— START OF RECORDED INFORMATION —
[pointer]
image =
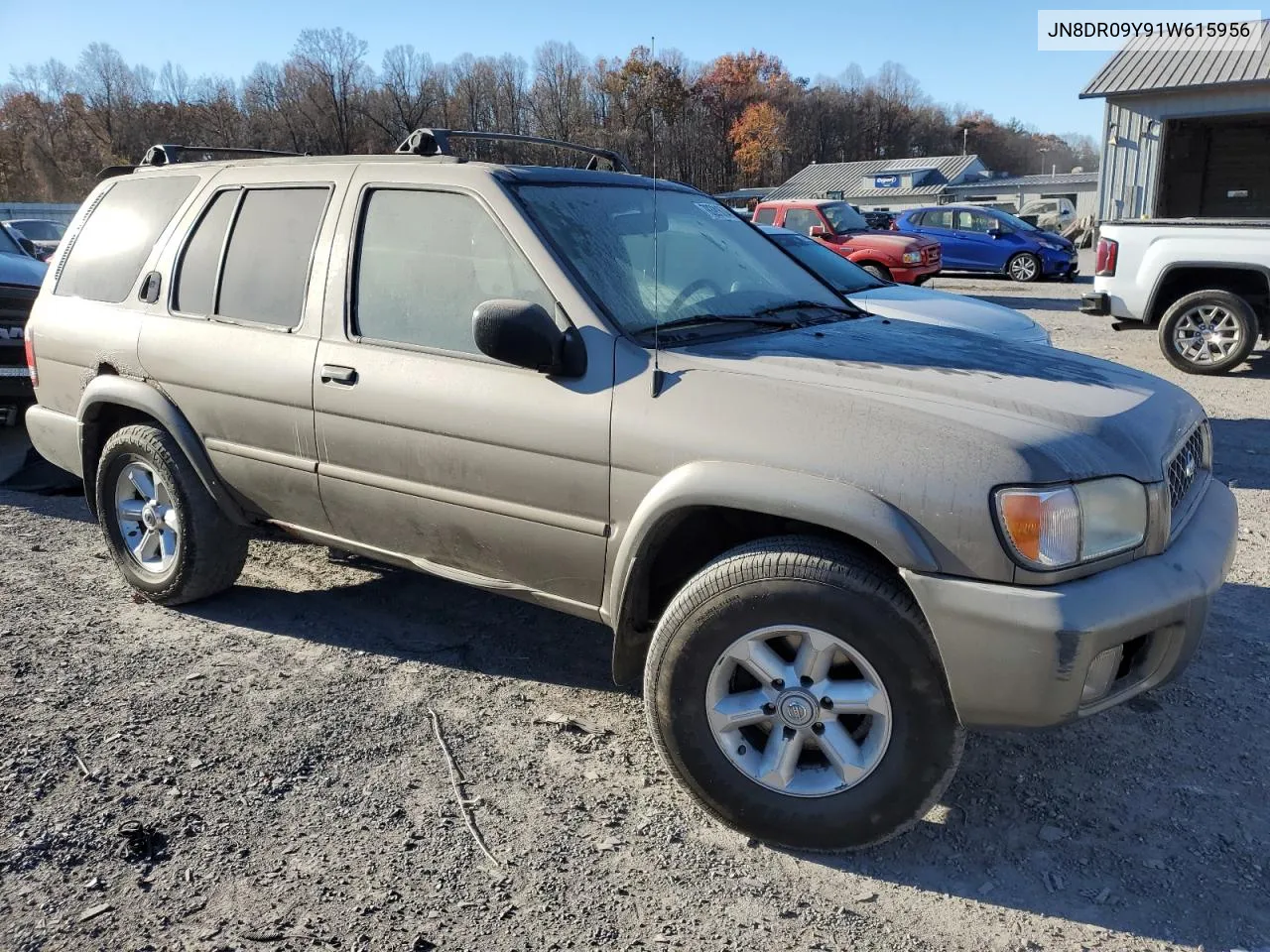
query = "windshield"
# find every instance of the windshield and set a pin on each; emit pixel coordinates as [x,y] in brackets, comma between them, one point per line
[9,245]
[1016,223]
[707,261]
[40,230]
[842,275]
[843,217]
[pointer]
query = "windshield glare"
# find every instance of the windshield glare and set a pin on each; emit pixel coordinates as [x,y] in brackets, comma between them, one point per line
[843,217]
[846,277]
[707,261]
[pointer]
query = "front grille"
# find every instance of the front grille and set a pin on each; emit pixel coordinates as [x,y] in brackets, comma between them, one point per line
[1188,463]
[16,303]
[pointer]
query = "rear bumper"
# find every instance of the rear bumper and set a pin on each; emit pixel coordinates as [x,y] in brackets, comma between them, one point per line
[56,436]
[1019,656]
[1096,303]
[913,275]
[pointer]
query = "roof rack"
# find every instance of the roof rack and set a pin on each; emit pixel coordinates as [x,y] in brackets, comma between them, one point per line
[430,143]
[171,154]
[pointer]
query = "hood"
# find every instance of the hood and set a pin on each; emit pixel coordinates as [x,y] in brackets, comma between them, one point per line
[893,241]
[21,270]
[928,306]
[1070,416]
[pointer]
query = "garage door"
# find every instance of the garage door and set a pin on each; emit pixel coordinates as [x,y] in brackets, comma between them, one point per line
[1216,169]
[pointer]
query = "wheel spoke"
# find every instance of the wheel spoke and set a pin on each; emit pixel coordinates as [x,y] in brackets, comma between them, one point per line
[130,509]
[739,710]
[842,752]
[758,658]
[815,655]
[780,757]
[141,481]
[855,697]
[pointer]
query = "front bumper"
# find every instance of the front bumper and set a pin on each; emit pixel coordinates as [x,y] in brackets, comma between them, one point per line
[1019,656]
— END OF RECORDED INFORMATION —
* STATED PROBLEM
Copy the material exactly. Do not include the pictures.

* FINAL RESULT
[pointer]
image =
query = "windshield"
# find every instance of the windshield and set a pin on each; emit pixel coordinates as [x,y] in brackets, comma between them, one point per line
[9,245]
[1016,223]
[707,261]
[40,230]
[842,275]
[843,217]
[pointer]
query = "windshield glare"
# find every instance of the windshield glare and set a pin on each; emit pixel coordinates as [x,y] in brackets, comma between them, one point per line
[843,217]
[846,277]
[707,261]
[pointer]
query = "front grille"
# find every instance of the front grille and set a pin on each; emit pixel coordinates as [x,y] in brackets, comma between them, one point per line
[1188,463]
[16,303]
[pointer]
query = "rear bumper"
# find every instance of the rear bumper and set a pin on each; emit pixel coordinates as [x,y] in brackets, comma between them, one point per line
[56,436]
[1019,656]
[1096,303]
[913,275]
[pointer]
query = "roof rack"
# find every instance of the roof rack and set a pin on each; emit pixel coordinates as [x,y] in brackets, comma between them, one point per line
[430,143]
[171,154]
[pointer]
query = "hood"
# find every instance of the hood and set a pin on each; emit pixel coordinates as [x,y] in brackets, comma between them, one point per line
[893,241]
[21,270]
[928,306]
[1070,416]
[pointer]
query = "garage door"
# find every instance of the garage door and set a pin on each; emit pixel coordinates as [x,y] in brackets, comma between them, one point per line
[1216,169]
[pointer]
query = "wheel spoke"
# find every instance of the wheel spoke and set a pin on each; emit pixel coordinates as [x,y] in brackets, comma between them, one point per line
[130,509]
[739,710]
[842,752]
[758,658]
[815,655]
[780,757]
[141,481]
[855,697]
[pointer]
query = "front bumper"
# find every instance of the front bumper and set a pin on each; emit pixel coordinates as [x,y] in brackets, comma between them, one point per line
[1019,656]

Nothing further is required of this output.